◆ **Task instructions**
The lines to be copied run from the one containing "Practice. Put a dot on the distant treeline" to the end of the material below; reproduce them exactly, including both ends, and nothing more.

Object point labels
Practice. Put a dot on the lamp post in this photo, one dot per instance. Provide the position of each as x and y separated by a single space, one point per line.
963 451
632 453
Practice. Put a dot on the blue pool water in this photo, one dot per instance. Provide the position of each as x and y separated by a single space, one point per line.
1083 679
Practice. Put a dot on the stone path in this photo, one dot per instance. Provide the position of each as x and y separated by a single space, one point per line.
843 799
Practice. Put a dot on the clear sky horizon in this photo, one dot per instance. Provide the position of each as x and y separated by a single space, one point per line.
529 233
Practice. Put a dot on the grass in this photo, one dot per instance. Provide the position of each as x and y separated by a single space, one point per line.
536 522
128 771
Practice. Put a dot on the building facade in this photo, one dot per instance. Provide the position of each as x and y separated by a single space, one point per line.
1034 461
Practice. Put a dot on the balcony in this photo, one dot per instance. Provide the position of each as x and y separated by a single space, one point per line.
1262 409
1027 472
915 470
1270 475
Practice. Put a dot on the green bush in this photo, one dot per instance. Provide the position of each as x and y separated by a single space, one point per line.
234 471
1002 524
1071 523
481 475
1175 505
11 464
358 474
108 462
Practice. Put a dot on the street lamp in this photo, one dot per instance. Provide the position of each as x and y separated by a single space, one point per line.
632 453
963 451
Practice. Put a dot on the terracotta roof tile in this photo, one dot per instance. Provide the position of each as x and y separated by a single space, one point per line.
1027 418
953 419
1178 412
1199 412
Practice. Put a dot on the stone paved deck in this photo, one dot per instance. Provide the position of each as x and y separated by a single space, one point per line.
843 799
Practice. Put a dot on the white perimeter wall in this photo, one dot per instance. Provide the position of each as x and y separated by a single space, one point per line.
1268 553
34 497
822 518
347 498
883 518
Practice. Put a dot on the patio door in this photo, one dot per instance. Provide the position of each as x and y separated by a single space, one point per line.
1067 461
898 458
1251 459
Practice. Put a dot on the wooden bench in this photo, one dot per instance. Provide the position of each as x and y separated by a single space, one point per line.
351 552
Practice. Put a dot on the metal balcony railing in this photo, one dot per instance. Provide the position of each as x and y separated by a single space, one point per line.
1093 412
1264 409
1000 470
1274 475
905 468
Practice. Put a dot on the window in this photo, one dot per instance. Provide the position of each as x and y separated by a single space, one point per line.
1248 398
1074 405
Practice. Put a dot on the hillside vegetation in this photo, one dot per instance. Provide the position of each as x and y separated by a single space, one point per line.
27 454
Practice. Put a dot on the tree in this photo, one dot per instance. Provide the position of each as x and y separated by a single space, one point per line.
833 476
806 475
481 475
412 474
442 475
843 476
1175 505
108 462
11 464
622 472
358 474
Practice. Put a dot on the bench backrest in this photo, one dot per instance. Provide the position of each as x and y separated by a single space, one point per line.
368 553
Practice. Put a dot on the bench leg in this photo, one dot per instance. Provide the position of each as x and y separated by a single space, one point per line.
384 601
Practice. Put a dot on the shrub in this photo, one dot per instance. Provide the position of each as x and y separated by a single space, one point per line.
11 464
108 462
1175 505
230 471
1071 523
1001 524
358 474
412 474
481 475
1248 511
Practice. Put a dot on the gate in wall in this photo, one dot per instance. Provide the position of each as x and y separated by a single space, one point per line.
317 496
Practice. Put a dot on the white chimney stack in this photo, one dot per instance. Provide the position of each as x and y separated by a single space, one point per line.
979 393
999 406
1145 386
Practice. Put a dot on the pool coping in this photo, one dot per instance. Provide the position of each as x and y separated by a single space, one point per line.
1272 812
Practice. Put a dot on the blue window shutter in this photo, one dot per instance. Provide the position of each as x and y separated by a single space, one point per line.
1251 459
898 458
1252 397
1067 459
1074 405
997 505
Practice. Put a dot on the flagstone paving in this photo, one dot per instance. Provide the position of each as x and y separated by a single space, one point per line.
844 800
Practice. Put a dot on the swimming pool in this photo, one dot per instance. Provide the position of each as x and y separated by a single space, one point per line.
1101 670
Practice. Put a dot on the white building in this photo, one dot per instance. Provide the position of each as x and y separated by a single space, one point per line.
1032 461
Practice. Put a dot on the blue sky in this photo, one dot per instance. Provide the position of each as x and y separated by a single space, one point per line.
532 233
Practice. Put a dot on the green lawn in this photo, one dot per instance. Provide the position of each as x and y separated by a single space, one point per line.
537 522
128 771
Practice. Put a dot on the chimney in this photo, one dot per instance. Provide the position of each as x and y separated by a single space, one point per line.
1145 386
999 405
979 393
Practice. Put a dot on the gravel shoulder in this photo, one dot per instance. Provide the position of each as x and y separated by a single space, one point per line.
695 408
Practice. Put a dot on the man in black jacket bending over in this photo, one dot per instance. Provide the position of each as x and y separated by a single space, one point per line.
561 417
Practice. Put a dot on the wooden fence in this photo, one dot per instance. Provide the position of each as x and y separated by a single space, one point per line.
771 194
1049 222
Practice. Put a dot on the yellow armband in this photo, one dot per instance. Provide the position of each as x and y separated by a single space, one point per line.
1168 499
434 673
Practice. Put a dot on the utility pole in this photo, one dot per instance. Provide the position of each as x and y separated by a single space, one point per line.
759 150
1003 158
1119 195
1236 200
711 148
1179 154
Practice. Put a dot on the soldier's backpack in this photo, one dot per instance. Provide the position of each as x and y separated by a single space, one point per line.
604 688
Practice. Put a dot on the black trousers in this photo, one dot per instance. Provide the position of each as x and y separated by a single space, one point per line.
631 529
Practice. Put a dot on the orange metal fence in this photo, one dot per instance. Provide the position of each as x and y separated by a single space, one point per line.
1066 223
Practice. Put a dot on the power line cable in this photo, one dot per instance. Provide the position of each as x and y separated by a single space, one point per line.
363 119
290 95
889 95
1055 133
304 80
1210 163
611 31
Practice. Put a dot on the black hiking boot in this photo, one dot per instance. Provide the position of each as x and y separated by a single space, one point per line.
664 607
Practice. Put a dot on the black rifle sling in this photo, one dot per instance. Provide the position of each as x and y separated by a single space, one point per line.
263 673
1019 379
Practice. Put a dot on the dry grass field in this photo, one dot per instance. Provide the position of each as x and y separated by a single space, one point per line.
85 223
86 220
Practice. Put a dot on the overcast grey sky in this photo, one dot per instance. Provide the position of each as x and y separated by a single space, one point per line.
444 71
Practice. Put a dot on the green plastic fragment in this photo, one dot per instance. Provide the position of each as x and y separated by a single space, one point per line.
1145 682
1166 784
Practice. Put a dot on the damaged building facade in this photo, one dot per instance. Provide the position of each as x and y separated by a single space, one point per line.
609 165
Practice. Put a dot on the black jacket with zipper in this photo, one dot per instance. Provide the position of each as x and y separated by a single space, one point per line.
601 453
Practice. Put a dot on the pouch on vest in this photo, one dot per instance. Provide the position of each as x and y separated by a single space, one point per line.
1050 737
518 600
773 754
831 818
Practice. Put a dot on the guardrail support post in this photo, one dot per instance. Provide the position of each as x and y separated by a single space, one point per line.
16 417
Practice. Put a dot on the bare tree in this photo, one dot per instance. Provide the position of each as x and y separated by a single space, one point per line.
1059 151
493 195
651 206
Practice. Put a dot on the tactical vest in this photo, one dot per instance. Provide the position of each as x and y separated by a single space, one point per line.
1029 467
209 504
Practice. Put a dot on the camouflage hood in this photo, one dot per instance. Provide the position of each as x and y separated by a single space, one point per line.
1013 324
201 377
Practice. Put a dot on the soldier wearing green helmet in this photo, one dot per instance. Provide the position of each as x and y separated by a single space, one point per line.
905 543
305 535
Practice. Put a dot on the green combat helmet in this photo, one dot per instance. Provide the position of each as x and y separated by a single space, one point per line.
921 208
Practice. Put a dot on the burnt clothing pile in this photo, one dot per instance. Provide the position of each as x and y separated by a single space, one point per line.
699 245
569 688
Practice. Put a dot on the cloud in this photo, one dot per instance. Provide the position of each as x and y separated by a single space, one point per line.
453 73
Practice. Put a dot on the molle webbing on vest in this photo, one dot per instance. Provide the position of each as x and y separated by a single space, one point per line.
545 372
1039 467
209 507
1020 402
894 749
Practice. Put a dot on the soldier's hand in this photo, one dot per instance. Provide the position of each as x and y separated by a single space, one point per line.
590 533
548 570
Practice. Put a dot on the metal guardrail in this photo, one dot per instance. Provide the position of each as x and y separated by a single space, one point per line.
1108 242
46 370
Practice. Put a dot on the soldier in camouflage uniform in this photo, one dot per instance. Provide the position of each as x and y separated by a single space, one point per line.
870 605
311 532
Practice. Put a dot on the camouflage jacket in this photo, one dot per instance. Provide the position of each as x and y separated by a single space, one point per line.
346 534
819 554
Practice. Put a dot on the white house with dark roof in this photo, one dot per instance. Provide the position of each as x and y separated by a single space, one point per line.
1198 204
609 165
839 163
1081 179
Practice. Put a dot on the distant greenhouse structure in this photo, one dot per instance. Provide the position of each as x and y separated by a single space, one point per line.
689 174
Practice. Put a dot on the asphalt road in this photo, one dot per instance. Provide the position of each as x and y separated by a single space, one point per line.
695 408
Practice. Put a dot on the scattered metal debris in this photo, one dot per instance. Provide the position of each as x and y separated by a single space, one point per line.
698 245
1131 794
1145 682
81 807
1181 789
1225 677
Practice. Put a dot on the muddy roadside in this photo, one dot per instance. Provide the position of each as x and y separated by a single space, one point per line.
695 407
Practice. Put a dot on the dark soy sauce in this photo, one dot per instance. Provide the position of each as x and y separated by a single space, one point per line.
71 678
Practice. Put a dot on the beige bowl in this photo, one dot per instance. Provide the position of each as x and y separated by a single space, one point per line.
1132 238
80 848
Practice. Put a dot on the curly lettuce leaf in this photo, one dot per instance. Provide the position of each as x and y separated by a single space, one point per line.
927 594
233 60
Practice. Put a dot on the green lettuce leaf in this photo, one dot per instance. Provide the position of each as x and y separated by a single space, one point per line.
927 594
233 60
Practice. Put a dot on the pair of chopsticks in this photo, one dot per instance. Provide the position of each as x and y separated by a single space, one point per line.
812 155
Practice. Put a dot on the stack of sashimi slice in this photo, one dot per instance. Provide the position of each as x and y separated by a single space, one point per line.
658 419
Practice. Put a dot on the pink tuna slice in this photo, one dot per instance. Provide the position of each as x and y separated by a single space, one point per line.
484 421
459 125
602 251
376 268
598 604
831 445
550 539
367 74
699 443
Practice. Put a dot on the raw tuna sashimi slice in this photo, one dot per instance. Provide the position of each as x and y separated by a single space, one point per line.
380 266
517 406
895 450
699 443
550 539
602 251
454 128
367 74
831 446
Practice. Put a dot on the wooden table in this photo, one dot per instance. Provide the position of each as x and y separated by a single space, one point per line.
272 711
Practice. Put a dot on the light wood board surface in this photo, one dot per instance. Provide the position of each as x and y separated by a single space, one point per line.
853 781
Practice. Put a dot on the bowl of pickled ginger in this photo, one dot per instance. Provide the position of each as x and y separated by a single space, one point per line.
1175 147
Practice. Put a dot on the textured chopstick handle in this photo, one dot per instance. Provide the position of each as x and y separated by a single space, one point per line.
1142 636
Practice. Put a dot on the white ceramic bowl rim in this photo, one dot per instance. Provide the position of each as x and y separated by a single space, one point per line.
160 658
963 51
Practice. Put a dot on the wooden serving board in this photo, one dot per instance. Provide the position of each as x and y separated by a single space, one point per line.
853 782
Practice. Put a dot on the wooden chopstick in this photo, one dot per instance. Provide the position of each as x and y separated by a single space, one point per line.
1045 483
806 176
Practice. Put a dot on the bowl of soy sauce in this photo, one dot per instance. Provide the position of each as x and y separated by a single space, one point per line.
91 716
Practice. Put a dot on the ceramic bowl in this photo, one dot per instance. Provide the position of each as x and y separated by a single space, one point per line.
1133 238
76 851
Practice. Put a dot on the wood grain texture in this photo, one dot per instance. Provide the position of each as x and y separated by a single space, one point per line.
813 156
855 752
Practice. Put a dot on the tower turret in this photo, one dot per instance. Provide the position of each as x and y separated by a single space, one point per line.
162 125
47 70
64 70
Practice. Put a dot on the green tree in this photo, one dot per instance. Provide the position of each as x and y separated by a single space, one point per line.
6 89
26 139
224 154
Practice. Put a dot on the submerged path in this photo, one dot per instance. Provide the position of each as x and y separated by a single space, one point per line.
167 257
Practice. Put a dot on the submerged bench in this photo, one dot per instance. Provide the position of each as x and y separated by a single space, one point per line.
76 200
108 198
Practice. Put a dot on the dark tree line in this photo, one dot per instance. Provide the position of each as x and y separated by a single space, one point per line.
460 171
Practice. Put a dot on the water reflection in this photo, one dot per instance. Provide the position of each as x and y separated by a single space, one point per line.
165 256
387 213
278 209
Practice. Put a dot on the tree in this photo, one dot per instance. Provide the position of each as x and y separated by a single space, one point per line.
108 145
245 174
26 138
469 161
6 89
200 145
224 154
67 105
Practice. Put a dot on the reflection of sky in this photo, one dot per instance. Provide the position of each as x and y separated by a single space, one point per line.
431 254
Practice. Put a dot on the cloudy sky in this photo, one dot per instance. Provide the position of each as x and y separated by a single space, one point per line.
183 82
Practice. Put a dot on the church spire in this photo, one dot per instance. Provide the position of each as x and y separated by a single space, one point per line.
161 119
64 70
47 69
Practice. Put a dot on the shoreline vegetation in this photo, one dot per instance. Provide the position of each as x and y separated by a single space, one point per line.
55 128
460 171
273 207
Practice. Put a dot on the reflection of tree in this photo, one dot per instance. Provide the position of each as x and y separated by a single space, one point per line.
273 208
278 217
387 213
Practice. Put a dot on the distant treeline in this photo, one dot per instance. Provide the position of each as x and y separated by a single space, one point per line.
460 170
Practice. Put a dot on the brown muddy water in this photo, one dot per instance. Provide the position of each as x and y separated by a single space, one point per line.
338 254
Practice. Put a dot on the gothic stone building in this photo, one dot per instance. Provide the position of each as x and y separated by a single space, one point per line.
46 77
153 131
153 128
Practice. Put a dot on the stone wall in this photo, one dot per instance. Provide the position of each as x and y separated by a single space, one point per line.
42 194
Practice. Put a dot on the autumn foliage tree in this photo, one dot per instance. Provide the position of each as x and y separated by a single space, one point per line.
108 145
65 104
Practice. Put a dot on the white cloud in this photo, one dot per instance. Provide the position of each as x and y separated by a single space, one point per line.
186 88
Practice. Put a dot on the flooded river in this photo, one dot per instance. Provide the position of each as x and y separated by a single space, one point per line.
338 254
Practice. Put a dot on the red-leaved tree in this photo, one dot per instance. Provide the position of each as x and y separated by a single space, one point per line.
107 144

◆ **Task answer**
Practice. Put a dot on the distant treeline in this photo, one dot per instance. Provide the position of each as x and y separated by a single space, one point per line.
460 170
Practice. Put a dot on the brown muddy water in this photo, one dot per instance. Provide the position of each as x and y separated by a single space, one point per line.
338 254
Practice. Put a dot on the gothic stone building in this photo, one dot per instance. Provide the position of each as x and y separated by a single space, one point per line.
46 77
153 131
153 128
Practice. Put a dot on the stone wall in this photo, one dot per instance. Provide the position of each as x and y separated by a single space, one point per line.
42 194
Practice. Put a dot on the autumn foliage tree in this photo, one dot per instance. Provide the position of each as x and y separated by a single space, one point per line.
108 145
65 104
Practice. Put a dot on the white cloud in this photo, one dot per instance. Provide the position of each as x and y separated by a single space, one point per line.
186 88
Practice. Put a dot on the flooded river in this photo, one dot per instance. Provide the position of each as x and y separated by a single space, one point per line.
338 254
Practice. Put a dot on the red-leaved tree in this photo, one dot per instance. Provide the position of each as x and y separated by a single space, one point per line.
107 144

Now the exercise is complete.